▶ WORK ORDER
Your task is to repeat each record verbatim, exactly as it was written.

▶ SOURCE MATERIAL

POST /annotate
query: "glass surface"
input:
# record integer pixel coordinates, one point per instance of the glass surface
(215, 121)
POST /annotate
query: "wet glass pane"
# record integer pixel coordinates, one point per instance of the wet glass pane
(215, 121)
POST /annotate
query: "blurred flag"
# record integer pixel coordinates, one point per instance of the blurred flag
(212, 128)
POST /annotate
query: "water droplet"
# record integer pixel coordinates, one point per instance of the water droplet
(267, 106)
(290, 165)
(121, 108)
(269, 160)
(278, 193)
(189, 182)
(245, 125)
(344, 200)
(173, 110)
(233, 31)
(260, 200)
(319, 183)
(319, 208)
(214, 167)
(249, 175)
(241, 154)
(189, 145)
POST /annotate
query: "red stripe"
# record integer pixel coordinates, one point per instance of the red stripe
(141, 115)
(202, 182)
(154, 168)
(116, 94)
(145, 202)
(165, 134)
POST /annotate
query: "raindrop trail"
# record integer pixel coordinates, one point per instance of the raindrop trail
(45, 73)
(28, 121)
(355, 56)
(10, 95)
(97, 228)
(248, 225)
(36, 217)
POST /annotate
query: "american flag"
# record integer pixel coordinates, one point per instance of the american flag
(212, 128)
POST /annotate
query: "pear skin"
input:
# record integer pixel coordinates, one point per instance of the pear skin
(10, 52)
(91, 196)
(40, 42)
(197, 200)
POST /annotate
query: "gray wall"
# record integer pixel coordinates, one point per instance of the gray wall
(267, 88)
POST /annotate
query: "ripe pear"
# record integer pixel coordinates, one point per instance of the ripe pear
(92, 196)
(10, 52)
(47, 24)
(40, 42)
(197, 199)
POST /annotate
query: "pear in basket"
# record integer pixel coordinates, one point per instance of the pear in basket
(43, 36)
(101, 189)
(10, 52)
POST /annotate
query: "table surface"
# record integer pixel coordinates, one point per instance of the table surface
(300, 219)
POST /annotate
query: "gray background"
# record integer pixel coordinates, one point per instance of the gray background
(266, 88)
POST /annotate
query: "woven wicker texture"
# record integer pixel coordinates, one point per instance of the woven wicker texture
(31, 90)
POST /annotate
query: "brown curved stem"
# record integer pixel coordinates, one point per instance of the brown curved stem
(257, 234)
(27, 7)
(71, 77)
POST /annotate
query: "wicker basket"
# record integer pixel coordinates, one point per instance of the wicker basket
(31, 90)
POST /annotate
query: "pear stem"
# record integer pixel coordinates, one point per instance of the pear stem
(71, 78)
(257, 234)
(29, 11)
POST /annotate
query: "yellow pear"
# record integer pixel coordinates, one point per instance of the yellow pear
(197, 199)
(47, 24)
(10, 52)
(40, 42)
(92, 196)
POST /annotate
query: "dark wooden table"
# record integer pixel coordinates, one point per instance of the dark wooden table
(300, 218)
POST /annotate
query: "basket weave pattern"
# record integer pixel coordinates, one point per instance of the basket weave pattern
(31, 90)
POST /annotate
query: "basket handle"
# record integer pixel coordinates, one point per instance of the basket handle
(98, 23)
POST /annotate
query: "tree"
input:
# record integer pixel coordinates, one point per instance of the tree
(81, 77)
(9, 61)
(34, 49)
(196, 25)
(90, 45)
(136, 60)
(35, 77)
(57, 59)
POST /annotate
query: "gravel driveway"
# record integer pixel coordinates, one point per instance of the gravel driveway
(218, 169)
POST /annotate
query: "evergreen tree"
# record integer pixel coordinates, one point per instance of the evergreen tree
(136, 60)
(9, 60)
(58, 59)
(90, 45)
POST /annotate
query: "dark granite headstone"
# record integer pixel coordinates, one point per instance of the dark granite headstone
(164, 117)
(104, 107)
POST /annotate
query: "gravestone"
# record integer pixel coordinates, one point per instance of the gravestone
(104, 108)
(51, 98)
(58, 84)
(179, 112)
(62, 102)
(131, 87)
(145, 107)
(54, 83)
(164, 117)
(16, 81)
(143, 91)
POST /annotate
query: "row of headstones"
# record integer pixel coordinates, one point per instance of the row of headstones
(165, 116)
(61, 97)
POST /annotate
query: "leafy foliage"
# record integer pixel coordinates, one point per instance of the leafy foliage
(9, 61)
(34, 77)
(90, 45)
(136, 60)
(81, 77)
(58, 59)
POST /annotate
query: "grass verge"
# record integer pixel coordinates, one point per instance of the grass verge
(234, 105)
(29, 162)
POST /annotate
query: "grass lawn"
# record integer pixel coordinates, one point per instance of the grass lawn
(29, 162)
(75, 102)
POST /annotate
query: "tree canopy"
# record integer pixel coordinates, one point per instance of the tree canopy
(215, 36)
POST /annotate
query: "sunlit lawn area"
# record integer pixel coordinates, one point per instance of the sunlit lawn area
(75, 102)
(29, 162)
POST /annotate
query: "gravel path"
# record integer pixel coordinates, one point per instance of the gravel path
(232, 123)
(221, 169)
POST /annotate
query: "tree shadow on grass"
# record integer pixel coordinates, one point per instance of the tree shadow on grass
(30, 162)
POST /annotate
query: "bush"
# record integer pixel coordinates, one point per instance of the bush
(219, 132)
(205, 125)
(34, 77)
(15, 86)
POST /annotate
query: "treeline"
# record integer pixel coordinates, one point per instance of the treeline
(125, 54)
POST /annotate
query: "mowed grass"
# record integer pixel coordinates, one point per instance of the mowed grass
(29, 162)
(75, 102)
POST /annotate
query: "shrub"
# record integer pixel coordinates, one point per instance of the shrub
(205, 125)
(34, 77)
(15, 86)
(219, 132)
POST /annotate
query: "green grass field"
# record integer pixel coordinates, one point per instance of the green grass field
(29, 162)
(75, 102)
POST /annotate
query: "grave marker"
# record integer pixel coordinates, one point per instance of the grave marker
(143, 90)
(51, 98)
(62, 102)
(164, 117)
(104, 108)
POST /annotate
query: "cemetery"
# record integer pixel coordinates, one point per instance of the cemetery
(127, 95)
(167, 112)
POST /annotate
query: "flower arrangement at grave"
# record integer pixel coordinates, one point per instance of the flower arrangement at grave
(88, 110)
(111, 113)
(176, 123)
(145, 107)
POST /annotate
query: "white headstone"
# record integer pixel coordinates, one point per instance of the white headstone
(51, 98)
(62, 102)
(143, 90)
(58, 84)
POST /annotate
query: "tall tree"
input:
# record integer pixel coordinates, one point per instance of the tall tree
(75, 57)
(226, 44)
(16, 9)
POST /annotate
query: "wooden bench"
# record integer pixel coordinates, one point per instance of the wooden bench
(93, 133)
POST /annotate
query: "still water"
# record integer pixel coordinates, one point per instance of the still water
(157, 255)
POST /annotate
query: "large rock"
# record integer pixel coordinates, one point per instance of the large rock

▶ ANSWER SPACE
POST /annotate
query: "glass surface"
input:
# record integer pixel coordinates, one point per instance of the glass surface
(215, 121)
POST /annotate
query: "wet glass pane"
# record integer pixel coordinates, one point per instance of the wet glass pane
(215, 121)
POST /annotate
query: "blurred flag"
# record integer pixel coordinates, one point per instance of the blurred flag
(212, 128)
POST /annotate
query: "water droplet"
# record integer pixel coordinates, one point per instance of the water droplet
(267, 106)
(290, 165)
(121, 108)
(269, 160)
(278, 193)
(189, 182)
(245, 125)
(344, 200)
(173, 110)
(233, 31)
(260, 200)
(319, 183)
(319, 208)
(214, 167)
(249, 175)
(241, 154)
(189, 145)
POST /annotate
query: "red stripe"
# record integer pixel coordinates, one point per instance of the red stripe
(141, 115)
(202, 182)
(154, 168)
(116, 94)
(145, 202)
(165, 134)
POST /annotate
query: "raindrop trail"
# record integer pixel coordinates, one point per instance of the raindrop trail
(45, 73)
(28, 121)
(355, 56)
(10, 95)
(97, 228)
(248, 225)
(36, 217)
POST /annotate
query: "american flag"
# record integer pixel coordinates, one point per instance of the american flag
(212, 128)
POST /annotate
query: "pear skin"
input:
# record integer pixel coordinates, one point per instance of the pear skin
(10, 52)
(91, 196)
(40, 42)
(197, 200)
POST /annotate
query: "gray wall"
# record integer pixel coordinates, one point per instance of the gray wall
(267, 88)
POST /annotate
query: "ripe pear"
# record integer pixel coordinates, one point per instance of the ripe pear
(92, 196)
(10, 52)
(47, 24)
(40, 42)
(197, 199)
POST /annotate
query: "pear in basket"
# record integer pixel coordinates, one point per instance of the pear in basket
(43, 36)
(101, 189)
(10, 52)
POST /annotate
query: "table surface"
# record integer pixel coordinates, one point per instance of the table surface
(300, 219)
POST /annotate
query: "gray background"
# record integer pixel coordinates, one point per instance of the gray background
(266, 88)
POST /annotate
query: "woven wicker texture"
# record integer pixel coordinates, one point per instance of the woven wicker texture
(31, 90)
POST /annotate
query: "brown curved stem"
# record integer pixel coordinates, one point per instance of the brown curved stem
(257, 234)
(27, 7)
(71, 77)
POST /annotate
query: "wicker basket"
# record integer pixel coordinates, one point per instance of the wicker basket
(31, 90)
POST /annotate
query: "pear stem"
# record integer pixel coordinates, one point per instance of the pear stem
(71, 78)
(257, 234)
(29, 11)
POST /annotate
query: "yellow pear"
# record integer pixel coordinates, one point per instance of the yellow pear
(197, 199)
(47, 24)
(10, 52)
(40, 42)
(92, 196)
POST /annotate
query: "dark wooden table"
# record integer pixel coordinates, one point per instance of the dark wooden table
(300, 218)
POST /annotate
query: "basket weave pattern"
# record integer pixel coordinates, one point per instance of the basket weave pattern
(31, 90)
POST /annotate
query: "basket handle"
# record integer pixel coordinates, one point per instance of the basket handle
(98, 23)
POST /annotate
query: "tree"
input:
# record integer pixel coordinates, one point per instance of the tree
(81, 77)
(9, 61)
(34, 49)
(196, 25)
(90, 45)
(136, 60)
(35, 77)
(57, 59)
POST /annotate
query: "gravel driveway"
# record integer pixel coordinates, one point per instance of the gravel driveway
(218, 169)
POST /annotate
query: "evergreen tree"
# record integer pixel coordinates, one point per instance of the evergreen tree
(136, 60)
(9, 60)
(58, 59)
(90, 45)
POST /annotate
query: "dark granite headstone"
# record integer pixel coordinates, one point per instance of the dark granite headstone
(164, 117)
(104, 107)
POST /annotate
query: "gravestone"
# record integer pixel coordinates, one point per instance of the gravestone
(104, 108)
(51, 98)
(58, 84)
(179, 112)
(62, 102)
(131, 87)
(145, 107)
(54, 83)
(164, 117)
(16, 81)
(143, 91)
POST /annotate
query: "row of headstones"
# record integer pixel coordinates, one point per instance of the row of headstones
(165, 116)
(61, 97)
POST /annotate
query: "leafy foliage"
# record integer pixel coordinates, one point per instance of the leafy foliage
(9, 61)
(34, 77)
(90, 45)
(136, 60)
(81, 77)
(58, 59)
POST /annotate
query: "grass verge"
# record integer pixel coordinates, one point per instance of the grass verge
(234, 105)
(29, 162)
POST /annotate
query: "grass lawn"
# record integer pixel coordinates, one point per instance of the grass lawn
(29, 162)
(75, 102)
POST /annotate
query: "tree canopy"
# record integer pixel coordinates, one point per instance of the tree canopy
(215, 36)
POST /annotate
query: "sunlit lawn area"
# record integer pixel coordinates, one point per instance of the sunlit lawn area
(75, 102)
(29, 162)
POST /annotate
query: "gravel path"
# record integer pixel coordinates, one point per instance of the gravel path
(232, 123)
(221, 169)
POST /annotate
query: "tree shadow on grass"
# record integer pixel coordinates, one point per instance of the tree shadow on grass
(30, 162)
POST /annotate
query: "bush"
# record integer pixel coordinates, one point per instance of the bush
(219, 132)
(205, 125)
(34, 77)
(15, 86)
POST /annotate
query: "treeline"
# record integer pixel coordinates, one point per instance of the treeline
(125, 54)
POST /annotate
query: "mowed grass"
# record integer pixel coordinates, one point per instance of the mowed grass
(29, 162)
(75, 102)
POST /annotate
query: "shrub"
# record integer pixel coordinates, one point per instance of the shrub
(205, 125)
(34, 77)
(15, 86)
(219, 132)
POST /annotate
query: "green grass field"
# record integer pixel coordinates, one point per instance of the green grass field
(29, 162)
(75, 102)
POST /annotate
query: "grave marker"
# record integer pixel coordinates, one point per instance of the grave marker
(143, 90)
(51, 98)
(62, 102)
(164, 117)
(104, 108)
POST /annotate
query: "cemetery"
# record integer pixel coordinates, one point per instance of the cemetery
(127, 95)
(167, 112)
POST /annotate
query: "flower arrangement at grave"
# record integer pixel coordinates, one point per instance of the flower arrangement at grave
(88, 110)
(111, 113)
(176, 123)
(145, 107)
POST /annotate
query: "white headstone"
# record integer pixel coordinates, one point per instance of the white headstone
(51, 98)
(62, 102)
(143, 90)
(58, 84)
POST /annotate
query: "tall tree"
input:
# record integer pixel coordinates, one point per instance of the tall tree
(75, 57)
(226, 44)
(16, 9)
POST /annotate
query: "wooden bench"
# record integer pixel coordinates, one point per instance of the wooden bench
(93, 133)
POST /annotate
query: "still water"
# record integer pixel coordinates, one point per instance of the still water
(157, 255)
POST /annotate
query: "large rock"
# record integer pixel coordinates, one point per instance of the large rock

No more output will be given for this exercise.